• Provided entries:

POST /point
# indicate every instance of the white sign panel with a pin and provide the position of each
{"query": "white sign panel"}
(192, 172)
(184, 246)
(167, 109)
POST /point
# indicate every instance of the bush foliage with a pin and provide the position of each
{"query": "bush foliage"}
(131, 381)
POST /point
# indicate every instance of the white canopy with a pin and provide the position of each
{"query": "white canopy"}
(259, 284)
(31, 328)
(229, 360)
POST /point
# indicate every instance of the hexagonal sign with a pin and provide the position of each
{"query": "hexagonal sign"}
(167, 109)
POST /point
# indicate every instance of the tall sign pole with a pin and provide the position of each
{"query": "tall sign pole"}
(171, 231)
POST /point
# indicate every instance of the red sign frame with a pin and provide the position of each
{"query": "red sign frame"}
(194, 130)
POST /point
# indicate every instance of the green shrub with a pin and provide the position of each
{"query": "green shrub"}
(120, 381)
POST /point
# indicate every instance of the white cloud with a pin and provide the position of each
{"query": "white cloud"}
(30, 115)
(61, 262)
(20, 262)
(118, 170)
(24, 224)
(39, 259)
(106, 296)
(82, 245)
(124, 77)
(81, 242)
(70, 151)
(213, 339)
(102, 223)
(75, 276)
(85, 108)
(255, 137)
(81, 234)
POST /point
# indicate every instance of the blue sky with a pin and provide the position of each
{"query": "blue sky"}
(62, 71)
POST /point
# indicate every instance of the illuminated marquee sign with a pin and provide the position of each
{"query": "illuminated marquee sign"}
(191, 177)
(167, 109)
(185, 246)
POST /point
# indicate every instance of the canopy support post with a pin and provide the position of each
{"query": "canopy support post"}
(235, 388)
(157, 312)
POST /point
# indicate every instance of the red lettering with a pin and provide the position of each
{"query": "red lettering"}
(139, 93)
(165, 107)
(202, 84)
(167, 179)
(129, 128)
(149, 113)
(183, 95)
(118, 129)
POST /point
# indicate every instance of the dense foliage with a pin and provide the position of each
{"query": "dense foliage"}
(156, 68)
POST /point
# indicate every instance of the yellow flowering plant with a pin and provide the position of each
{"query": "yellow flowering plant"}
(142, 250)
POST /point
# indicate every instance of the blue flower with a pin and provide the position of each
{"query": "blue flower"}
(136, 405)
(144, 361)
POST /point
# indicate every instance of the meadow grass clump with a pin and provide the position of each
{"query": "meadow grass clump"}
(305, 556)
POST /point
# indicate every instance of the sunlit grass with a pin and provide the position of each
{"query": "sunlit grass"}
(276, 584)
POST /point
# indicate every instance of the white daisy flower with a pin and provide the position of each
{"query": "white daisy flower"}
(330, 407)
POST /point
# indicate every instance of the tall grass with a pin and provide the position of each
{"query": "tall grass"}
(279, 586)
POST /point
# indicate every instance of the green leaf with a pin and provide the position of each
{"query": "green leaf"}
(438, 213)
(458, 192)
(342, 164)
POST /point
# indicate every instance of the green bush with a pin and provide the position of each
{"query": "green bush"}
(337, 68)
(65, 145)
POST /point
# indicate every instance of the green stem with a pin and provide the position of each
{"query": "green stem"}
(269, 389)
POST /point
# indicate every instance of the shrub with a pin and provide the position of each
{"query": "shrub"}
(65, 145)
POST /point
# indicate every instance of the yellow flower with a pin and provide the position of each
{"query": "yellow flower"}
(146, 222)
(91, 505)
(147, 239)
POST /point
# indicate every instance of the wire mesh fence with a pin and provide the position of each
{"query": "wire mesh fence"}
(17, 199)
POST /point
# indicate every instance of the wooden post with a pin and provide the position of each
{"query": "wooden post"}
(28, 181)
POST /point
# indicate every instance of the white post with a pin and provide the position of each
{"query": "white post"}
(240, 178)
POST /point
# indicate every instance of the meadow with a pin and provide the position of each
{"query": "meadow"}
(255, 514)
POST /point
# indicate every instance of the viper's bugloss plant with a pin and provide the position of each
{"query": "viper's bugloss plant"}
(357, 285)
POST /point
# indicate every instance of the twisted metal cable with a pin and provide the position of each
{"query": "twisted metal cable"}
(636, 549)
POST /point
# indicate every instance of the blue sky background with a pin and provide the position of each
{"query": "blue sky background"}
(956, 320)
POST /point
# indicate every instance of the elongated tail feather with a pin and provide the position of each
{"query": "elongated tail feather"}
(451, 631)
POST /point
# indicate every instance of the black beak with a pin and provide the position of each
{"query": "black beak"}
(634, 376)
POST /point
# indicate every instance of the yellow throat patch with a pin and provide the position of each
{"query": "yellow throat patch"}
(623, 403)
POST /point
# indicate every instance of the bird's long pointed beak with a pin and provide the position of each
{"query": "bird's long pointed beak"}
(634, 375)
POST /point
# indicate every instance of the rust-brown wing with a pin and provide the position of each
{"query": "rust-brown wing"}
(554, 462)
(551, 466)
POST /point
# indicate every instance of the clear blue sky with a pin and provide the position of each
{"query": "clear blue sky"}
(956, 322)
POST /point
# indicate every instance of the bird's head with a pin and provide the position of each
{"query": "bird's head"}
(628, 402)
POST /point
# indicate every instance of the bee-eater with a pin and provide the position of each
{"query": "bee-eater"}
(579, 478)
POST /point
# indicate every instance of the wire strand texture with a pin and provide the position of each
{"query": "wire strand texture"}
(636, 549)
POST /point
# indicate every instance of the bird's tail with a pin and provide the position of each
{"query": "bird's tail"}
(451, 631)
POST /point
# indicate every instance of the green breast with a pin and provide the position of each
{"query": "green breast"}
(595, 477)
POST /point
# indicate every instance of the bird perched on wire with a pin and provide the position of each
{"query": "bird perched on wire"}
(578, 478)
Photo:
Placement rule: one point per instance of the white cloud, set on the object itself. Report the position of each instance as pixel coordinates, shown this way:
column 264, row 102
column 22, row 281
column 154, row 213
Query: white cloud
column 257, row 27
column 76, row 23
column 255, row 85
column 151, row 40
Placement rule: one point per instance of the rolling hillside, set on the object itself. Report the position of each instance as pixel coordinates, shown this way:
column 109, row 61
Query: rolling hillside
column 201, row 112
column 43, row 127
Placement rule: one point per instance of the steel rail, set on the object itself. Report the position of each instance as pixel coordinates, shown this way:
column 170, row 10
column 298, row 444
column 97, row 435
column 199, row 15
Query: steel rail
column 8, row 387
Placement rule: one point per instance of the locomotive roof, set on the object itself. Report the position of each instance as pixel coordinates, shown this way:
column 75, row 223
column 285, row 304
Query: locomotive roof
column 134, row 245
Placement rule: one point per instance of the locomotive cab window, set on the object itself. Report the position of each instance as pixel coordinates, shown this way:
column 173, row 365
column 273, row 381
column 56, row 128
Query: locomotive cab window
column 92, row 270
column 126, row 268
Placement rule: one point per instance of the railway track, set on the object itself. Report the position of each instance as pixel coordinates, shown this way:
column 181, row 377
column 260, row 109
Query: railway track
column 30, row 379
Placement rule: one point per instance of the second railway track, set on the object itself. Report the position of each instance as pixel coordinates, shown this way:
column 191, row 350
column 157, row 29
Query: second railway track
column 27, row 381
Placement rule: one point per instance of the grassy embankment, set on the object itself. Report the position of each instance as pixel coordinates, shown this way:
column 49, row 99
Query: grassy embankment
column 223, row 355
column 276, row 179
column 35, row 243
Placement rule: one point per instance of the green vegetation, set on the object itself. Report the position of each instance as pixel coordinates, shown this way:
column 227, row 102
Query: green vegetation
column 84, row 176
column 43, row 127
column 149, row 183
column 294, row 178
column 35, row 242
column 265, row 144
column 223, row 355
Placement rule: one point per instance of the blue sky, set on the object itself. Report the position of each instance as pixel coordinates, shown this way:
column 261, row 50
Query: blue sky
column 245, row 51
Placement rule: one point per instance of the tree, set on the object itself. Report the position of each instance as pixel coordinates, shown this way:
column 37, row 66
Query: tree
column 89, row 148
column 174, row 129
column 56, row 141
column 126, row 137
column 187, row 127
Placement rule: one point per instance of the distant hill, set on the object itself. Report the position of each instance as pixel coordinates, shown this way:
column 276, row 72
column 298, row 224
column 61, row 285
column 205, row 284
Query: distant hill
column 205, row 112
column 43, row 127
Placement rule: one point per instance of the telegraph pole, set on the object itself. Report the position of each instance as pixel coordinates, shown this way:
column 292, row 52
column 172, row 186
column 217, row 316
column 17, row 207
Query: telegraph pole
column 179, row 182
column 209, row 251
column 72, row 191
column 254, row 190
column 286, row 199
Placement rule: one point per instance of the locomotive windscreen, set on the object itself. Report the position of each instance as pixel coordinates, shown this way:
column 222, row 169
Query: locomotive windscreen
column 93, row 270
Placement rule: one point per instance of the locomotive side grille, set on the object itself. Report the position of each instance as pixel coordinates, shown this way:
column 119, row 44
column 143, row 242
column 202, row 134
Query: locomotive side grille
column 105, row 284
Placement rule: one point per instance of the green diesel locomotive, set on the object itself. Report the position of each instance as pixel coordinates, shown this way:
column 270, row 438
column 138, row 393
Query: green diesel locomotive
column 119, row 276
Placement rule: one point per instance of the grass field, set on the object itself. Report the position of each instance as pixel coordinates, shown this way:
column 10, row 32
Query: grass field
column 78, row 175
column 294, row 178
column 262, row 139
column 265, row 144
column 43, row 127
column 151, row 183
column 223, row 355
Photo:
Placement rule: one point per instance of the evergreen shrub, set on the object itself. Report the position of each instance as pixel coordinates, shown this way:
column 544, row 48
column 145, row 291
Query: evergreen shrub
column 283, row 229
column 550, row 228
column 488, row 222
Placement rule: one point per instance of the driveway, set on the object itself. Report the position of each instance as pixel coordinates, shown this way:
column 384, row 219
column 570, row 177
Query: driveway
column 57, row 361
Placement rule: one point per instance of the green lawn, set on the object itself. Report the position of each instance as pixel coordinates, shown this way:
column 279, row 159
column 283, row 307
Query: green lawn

• Work request:
Filter the lines above so that only those with the string "lawn" remain, then copy them.

• Solution to this task:
Placement rule: one point per instance of the green lawn, set on the object itself. Report the position of each instance as pixel coordinates, shown this way:
Query: green lawn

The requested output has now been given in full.